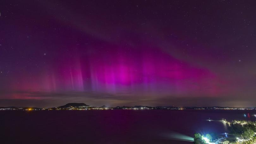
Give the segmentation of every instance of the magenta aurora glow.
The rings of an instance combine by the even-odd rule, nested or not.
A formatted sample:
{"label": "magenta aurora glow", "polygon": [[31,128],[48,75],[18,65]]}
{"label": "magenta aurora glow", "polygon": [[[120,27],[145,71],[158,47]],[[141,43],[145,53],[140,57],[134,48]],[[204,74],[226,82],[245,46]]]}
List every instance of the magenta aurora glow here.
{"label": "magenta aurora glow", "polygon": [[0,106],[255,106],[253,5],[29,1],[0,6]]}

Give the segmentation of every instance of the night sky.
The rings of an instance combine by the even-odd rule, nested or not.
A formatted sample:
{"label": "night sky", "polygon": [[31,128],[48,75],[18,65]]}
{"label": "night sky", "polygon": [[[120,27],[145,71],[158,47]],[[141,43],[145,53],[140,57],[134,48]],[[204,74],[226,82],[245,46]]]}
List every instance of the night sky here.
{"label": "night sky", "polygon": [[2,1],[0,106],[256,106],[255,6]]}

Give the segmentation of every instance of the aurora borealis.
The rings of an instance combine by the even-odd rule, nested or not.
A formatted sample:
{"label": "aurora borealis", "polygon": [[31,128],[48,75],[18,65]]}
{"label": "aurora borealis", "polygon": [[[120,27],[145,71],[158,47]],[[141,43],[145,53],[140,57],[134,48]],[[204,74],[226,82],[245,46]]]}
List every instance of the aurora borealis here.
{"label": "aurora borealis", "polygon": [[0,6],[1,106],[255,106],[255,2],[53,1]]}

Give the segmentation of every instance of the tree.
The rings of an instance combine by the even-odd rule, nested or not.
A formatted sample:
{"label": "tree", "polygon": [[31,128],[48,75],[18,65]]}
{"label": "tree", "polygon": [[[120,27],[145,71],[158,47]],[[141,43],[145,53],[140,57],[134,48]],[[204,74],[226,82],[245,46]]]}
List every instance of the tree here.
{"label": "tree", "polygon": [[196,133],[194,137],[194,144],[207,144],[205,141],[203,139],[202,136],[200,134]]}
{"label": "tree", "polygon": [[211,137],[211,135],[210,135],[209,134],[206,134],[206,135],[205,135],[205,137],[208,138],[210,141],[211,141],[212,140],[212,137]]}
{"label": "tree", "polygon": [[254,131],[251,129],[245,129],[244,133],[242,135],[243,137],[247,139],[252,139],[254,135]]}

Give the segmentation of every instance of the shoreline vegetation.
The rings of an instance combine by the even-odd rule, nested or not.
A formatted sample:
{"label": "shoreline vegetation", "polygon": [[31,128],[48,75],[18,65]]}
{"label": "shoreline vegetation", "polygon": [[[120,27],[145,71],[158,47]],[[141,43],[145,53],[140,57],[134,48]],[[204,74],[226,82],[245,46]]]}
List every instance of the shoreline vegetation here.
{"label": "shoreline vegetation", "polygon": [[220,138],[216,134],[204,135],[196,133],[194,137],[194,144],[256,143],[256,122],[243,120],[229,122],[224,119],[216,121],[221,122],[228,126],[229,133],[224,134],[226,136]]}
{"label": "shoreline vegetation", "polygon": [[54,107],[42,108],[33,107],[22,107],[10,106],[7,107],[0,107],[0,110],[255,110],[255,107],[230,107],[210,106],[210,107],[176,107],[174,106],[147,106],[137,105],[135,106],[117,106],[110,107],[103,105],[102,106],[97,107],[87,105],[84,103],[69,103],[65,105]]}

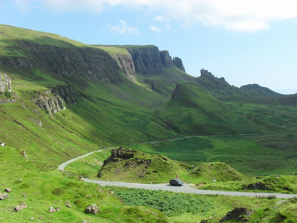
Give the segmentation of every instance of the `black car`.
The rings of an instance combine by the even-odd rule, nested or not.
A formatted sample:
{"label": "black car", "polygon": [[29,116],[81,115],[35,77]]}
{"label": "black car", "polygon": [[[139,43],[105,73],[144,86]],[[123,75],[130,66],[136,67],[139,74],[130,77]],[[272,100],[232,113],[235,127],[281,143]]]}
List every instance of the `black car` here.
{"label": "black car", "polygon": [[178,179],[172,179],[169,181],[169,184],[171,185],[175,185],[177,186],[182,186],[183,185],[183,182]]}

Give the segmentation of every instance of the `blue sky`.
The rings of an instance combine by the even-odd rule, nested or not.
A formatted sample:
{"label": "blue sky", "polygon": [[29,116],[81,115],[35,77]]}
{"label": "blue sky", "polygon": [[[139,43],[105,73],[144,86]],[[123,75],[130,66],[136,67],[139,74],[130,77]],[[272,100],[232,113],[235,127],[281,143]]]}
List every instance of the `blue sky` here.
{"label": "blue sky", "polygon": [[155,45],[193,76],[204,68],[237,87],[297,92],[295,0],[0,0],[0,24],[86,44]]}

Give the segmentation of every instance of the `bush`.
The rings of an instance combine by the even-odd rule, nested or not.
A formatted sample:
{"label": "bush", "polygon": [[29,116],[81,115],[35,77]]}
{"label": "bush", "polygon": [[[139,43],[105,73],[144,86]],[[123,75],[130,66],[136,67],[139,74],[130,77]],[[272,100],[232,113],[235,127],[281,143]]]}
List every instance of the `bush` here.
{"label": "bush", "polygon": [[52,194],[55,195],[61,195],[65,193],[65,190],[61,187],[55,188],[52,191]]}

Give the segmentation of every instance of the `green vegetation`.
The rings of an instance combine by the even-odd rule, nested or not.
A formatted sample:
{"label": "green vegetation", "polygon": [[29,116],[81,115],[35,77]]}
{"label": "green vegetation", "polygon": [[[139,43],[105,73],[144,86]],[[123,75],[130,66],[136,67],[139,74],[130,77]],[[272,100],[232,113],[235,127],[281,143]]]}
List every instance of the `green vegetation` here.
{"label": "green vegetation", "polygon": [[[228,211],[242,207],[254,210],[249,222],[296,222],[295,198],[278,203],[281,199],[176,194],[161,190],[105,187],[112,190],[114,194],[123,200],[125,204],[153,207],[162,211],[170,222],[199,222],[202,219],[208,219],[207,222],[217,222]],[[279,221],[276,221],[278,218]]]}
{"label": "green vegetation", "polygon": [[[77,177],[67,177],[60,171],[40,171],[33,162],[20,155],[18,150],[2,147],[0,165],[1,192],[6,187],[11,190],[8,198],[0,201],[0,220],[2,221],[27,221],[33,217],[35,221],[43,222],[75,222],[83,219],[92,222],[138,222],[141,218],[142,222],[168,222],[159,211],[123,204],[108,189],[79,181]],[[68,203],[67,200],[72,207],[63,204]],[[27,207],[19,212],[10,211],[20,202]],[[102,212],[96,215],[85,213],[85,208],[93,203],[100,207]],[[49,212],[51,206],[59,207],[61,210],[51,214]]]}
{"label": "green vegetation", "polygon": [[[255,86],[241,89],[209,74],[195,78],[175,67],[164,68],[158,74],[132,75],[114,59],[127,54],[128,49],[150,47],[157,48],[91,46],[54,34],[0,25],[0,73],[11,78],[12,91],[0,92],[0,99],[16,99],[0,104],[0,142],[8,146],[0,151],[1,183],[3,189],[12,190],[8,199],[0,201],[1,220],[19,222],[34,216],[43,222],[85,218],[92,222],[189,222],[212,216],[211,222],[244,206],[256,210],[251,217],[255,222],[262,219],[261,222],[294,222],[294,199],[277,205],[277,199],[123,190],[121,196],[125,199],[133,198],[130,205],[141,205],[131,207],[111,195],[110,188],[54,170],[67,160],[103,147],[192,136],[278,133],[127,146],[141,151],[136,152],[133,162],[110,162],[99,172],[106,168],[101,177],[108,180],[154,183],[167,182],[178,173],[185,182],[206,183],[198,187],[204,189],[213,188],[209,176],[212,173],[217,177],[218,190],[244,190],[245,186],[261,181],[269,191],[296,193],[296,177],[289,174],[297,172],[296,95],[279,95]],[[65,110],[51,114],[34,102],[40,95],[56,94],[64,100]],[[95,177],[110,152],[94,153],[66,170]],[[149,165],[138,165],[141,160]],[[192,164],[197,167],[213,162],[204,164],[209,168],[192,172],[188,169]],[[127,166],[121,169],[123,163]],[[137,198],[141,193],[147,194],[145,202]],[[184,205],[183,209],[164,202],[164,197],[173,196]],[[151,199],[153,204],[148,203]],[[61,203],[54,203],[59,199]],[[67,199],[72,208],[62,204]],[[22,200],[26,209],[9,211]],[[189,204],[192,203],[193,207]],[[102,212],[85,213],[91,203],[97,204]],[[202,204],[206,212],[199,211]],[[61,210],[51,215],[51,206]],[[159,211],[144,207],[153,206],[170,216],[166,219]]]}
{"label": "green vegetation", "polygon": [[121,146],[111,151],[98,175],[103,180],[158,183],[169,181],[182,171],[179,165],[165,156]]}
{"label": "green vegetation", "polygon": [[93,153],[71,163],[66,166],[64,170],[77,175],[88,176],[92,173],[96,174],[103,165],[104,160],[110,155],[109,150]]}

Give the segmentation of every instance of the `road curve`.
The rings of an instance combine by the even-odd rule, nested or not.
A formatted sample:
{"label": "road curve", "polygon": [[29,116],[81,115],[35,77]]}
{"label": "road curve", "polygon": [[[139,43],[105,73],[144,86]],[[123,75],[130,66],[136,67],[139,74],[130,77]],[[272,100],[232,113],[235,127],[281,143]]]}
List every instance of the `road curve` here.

WHAT IS REQUIRED:
How many lines of the listing contain the string "blue"? Reply with the number alone.

WORKED SOLUTION:
5